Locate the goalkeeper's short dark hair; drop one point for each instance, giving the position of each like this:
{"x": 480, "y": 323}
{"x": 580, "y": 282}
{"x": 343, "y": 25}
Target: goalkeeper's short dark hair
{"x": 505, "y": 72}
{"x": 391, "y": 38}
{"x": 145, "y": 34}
---*---
» THE PROBLEM:
Rewrite these lines with "dark" switched to "black", keeping everything else the same.

» FINISHED ANSWER:
Locate the goalkeeper's short black hair; drop one point for each instance, giving the position of each like this:
{"x": 480, "y": 323}
{"x": 580, "y": 282}
{"x": 343, "y": 25}
Target: goalkeeper's short black hair
{"x": 505, "y": 72}
{"x": 391, "y": 38}
{"x": 145, "y": 34}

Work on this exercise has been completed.